### Records for the exercise
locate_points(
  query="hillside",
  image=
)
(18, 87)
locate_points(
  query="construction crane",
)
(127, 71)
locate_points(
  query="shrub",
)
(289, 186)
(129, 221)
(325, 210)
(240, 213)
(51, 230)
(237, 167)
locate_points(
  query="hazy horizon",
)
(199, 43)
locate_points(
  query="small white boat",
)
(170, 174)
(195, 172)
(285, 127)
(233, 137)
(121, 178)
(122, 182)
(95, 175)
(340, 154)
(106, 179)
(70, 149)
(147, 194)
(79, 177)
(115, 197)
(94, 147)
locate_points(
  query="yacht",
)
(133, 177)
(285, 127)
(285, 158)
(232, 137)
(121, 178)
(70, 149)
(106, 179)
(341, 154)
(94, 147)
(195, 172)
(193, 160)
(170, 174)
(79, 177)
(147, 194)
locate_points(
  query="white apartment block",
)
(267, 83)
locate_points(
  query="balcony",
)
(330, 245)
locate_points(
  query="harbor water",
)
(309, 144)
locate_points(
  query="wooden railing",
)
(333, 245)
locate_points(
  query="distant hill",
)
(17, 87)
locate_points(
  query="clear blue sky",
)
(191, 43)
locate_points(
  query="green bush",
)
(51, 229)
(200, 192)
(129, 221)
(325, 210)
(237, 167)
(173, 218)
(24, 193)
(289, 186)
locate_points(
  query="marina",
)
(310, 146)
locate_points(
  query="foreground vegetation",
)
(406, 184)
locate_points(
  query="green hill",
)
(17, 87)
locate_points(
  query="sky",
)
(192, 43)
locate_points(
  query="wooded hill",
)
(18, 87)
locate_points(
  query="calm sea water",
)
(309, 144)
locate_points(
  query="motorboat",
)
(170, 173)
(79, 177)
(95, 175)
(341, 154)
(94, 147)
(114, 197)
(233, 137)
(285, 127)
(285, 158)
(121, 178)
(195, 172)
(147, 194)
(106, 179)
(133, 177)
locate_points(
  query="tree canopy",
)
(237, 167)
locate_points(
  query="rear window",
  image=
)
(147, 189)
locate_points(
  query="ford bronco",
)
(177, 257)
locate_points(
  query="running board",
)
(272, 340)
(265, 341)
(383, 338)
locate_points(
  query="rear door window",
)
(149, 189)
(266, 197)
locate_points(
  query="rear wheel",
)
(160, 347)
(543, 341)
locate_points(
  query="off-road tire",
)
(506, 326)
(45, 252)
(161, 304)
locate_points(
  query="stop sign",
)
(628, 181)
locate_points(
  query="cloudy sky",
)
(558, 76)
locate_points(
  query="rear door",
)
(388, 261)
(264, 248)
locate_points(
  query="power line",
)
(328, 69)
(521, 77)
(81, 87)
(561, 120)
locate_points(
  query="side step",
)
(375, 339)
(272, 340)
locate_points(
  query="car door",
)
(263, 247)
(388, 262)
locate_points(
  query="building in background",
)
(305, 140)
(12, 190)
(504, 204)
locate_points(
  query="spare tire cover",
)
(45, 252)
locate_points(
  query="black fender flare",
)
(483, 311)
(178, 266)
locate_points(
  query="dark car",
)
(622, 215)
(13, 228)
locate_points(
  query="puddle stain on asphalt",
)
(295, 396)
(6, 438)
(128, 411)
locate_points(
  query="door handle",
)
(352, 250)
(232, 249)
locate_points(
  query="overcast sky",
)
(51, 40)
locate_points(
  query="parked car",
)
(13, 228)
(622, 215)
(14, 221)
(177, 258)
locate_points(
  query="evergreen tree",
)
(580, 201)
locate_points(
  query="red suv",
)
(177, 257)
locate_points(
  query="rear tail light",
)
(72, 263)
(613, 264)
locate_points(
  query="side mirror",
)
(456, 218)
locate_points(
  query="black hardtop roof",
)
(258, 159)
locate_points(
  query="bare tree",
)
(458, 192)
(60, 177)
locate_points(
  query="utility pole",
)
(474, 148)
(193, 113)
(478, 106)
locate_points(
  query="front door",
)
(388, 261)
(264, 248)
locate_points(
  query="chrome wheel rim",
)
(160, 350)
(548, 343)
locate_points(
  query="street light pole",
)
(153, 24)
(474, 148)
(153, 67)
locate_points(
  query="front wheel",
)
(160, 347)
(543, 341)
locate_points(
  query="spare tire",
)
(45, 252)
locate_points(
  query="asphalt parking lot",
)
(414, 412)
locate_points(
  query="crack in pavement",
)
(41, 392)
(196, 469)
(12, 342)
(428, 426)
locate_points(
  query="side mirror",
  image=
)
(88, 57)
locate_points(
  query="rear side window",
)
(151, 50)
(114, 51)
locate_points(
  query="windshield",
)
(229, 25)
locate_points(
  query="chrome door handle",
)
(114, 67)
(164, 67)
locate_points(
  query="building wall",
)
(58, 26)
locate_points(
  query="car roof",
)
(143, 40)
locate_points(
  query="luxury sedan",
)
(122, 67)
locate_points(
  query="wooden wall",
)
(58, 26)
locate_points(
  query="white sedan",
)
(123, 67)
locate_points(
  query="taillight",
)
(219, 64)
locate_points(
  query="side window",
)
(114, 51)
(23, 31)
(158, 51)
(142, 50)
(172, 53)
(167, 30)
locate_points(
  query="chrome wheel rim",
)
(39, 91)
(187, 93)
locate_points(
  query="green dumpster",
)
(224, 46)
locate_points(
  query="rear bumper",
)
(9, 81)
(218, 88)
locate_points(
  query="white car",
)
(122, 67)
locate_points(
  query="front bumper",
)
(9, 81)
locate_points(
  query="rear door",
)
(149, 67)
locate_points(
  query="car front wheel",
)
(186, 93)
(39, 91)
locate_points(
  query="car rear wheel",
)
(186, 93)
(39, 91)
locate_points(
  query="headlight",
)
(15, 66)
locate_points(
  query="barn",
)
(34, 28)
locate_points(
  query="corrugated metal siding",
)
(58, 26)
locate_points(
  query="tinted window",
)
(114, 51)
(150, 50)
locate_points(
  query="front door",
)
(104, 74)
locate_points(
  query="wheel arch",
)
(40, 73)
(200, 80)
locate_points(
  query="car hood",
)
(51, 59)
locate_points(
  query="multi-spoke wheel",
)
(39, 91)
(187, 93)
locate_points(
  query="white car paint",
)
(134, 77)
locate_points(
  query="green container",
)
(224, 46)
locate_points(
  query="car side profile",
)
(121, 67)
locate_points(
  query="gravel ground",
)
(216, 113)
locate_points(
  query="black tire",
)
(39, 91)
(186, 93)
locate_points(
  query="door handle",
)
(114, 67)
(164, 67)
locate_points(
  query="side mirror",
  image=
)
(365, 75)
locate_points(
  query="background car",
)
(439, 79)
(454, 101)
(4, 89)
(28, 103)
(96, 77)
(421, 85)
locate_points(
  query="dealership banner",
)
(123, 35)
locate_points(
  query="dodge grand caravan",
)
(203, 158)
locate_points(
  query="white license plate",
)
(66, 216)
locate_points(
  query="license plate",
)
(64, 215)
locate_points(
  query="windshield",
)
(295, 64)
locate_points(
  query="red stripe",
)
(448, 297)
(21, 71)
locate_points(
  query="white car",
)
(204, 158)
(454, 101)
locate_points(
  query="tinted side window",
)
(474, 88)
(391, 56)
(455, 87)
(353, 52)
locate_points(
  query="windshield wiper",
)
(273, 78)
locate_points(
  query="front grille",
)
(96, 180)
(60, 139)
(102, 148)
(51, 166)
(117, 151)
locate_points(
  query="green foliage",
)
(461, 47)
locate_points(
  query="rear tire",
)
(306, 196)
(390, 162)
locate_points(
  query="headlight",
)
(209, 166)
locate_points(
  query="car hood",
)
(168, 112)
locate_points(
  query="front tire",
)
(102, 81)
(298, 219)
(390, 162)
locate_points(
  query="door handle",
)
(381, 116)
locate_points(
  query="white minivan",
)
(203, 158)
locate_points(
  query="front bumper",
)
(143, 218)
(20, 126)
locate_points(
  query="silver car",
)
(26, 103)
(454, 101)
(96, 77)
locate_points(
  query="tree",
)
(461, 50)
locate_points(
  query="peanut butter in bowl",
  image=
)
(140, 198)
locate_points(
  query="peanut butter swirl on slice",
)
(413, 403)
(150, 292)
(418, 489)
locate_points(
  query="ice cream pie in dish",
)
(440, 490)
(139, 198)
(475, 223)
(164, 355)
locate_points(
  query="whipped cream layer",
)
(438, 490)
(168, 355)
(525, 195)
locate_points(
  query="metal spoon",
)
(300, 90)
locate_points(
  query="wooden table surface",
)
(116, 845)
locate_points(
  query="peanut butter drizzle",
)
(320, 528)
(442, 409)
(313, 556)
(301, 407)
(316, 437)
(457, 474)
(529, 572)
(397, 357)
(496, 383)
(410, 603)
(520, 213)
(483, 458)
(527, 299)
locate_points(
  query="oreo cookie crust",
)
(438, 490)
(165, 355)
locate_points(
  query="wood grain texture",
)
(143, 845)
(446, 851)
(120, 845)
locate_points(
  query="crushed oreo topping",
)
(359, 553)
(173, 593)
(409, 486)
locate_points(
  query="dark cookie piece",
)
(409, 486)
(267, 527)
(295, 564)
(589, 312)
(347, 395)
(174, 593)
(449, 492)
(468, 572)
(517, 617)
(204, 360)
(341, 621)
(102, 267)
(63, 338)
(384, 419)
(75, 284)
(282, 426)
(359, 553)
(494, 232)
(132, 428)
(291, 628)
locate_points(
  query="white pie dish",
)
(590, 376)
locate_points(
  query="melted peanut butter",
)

### What needs to be done
Identify every line in the material that contains the word "dish", and copy each of those lines out in full.

### Result for this exercise
  query="ice cream pie in dish",
  query="white pie dish",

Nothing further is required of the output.